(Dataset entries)

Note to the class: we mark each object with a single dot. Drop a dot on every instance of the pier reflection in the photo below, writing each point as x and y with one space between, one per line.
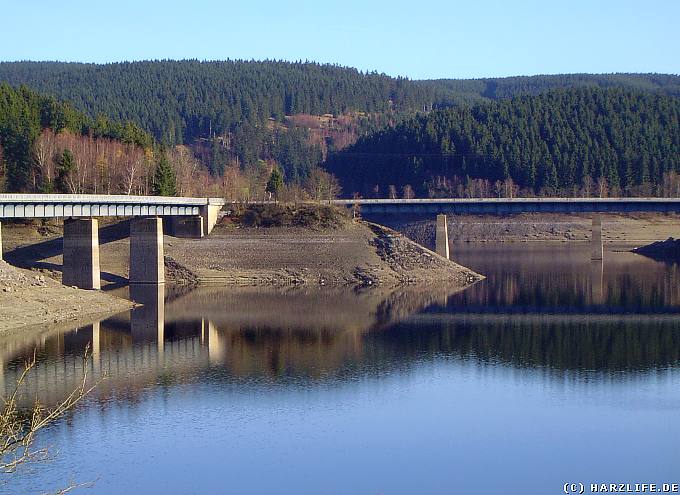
593 321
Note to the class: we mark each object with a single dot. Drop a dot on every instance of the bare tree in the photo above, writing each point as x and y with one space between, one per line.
18 429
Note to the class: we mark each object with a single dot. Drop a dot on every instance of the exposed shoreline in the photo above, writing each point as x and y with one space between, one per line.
355 255
29 299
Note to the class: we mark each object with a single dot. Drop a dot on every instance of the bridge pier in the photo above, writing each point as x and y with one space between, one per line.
146 251
596 239
442 237
81 253
210 214
187 227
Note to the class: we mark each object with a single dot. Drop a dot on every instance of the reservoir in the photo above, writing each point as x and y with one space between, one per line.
552 370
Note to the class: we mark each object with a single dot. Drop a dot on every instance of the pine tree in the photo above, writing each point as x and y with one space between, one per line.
275 182
164 179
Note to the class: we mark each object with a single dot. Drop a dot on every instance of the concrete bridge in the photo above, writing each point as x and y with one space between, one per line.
188 217
499 206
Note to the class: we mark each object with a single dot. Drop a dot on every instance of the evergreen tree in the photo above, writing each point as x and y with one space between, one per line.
275 183
164 180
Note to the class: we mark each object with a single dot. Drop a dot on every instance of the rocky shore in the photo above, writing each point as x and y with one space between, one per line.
31 298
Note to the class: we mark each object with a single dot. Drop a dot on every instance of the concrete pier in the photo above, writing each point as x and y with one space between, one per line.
596 239
210 214
146 251
187 227
81 253
442 237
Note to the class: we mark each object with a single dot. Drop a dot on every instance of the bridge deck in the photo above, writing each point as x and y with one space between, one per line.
515 205
91 205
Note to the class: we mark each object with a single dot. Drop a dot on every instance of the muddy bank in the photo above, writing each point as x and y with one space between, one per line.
634 229
31 298
351 254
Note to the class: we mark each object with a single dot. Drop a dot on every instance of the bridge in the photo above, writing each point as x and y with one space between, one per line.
188 217
499 206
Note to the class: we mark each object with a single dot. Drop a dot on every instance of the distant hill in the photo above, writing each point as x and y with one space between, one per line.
179 101
449 92
36 130
566 141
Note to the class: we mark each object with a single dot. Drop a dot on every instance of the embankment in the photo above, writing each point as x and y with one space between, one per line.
28 298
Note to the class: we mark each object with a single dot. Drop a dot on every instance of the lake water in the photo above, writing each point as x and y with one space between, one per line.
552 370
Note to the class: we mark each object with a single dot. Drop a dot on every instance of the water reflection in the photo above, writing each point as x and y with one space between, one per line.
266 391
539 308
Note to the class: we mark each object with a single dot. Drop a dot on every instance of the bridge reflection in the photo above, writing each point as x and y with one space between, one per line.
213 334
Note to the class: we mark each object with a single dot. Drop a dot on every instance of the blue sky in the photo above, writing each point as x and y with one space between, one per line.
419 39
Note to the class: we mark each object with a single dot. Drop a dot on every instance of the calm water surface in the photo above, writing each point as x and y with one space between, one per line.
552 370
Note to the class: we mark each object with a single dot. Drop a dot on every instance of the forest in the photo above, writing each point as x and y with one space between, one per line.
581 141
179 101
226 127
47 146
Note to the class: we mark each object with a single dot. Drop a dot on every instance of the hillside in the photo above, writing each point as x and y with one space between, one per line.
448 92
46 145
179 101
561 142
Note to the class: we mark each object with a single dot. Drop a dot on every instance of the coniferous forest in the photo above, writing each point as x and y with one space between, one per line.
225 127
569 142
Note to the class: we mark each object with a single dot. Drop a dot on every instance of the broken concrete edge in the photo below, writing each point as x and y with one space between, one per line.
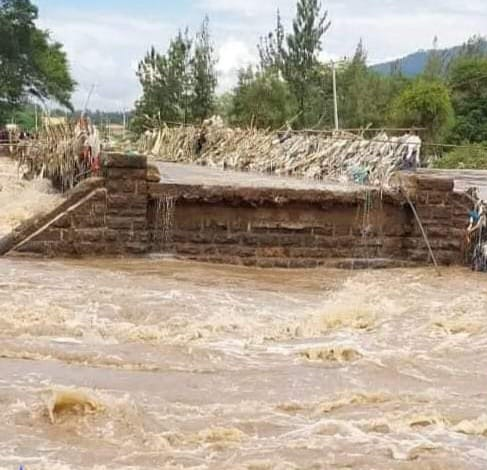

[ACTIVITY]: Give the records again exactly as they stand, so that only the pictures are missing.

[TASK OUTPUT]:
Note to the class: we mark each object with a single dot. Drop a dot on every instance of the pier reflection in the photo below, writing each point as x and y with one space between, one per line.
593 321
Note to the class: we mark each object with a single dot. Drop a dot on every instance of the bare tree in the photo above, writing each point as x and y with one space between, one per line.
18 429
Note to the class: we mark each object with a single dot. Drop a dot on every instance of the exposed shoreline in the photo above, writing each point as x and y with one space between, one per line.
355 255
29 299
Note to the class: we mark each object with a single dot. Drop a dot on every instance of the bridge pier in the photo above, writing each point as x and y with one space between, one per line.
146 251
596 239
442 237
81 253
210 214
187 227
Note to the class: we mark each object with a single dot. Drop a dot on every instance of the reservoir in the photo above, writing each point as x and y with one space between, one per line.
552 370
Note to the class: we mark each object with a single dot. Drop a dot on every instance of the pine tree in the photo above, writing each point as x and y with one space between, one per line.
275 182
164 179
Note to the class: we mark each object with a single dot. Drop a dot on every instance of the concrete bridge in the photo above, writing each point as x and y with one space between, one per line.
188 217
499 206
Note to the class: we mark each object with a single dot. Drop a dot on every instance of the evergreen tree in the photo above, writing each point as x and y with one space between, one per line.
275 183
164 180
Note to the class: we mark each object with a single dot. Drop a dot on every instance of the rocky shore in the photo above, writing each point as x and y with one space between, one per line.
31 298
Note to the class: we mark each object with a single dot. Drop a dot on every instance of the concrete pier in the photo above, writing each point as x and y with one space between, one per line.
596 239
210 214
146 251
187 227
81 253
442 237
Note to the class: we mark each object with a single dot. Drop a dot on every instance of the bridge deck in the photo above, writing each point as x and y with one space between, one per line.
515 205
91 205
Note to the class: we mark each object with a single dot. Drop a dot on every instance of the muddy bank in the photo above, writing each point as x and y with one space between, one per line.
634 229
31 298
351 254
Note to the class: we mark each object with a single dot. Drop a dot on every instance of the bridge in the photo above, writing each point as x and y with one space between, one per line.
188 217
499 206
Note to the class: we mark each object with a single dot. Drop a dot on every instance of the distant hill in the photo above, writing each point as x and y with one space between, one per line.
179 101
449 92
36 130
566 141
Note to the class: we mark each object with a single dot. Drop a dot on every instance of the embankment in the photo above, writing each point as x and y with one space between, one per line.
28 298
Note to the class: we mark each object with a single dot. Drop a dot on every instance of the lake water in the photo above, writing each point as x and y with one space between, one per line.
552 370
Note to the class: we mark each object with a single dot. Drop a dot on every instance of the water reflection in the photo above, writing each point as x and y with one space between, one per line.
266 391
539 308
Note to the class: we mark each object with a single dot. Drop a dot on every instance of the bridge reflection in the photo above, writing each point as x and y with one space between, one per line.
213 334
Note to the class: we mark each object with a single dot. Drop a dot on every instance of the blue sky in the photo above, writing each point as x and y with one space between, one per line.
419 39
Note to the class: we mark each object with a single dot. Drop a dot on every instance of the calm water surface in the photo above, writing each point as x and y with one space between, one per line.
552 370
Note to the class: we mark each object with a single dot. Drop a dot on every instance of the forest in the photo above, writing each point as x and y with one space between, one per line.
581 141
179 101
226 127
47 146
Note to the class: we mark each object with a single dot. Drop a dot on every instance of the hillside in the photo above, writing each point as x and y with one space between, one per line.
448 92
46 145
179 101
561 142
Note to the class: we mark each object with a single dot. Drop a dot on every instance of the coniferous forest in the photo above, writing each point as x and y with one space between, one per line.
225 127
569 142
Note to the class: we mark each object with a single dot. Drop a dot on every instance of the broken concrete edge in the photo below, writing each point as x and y with one space between, one per line.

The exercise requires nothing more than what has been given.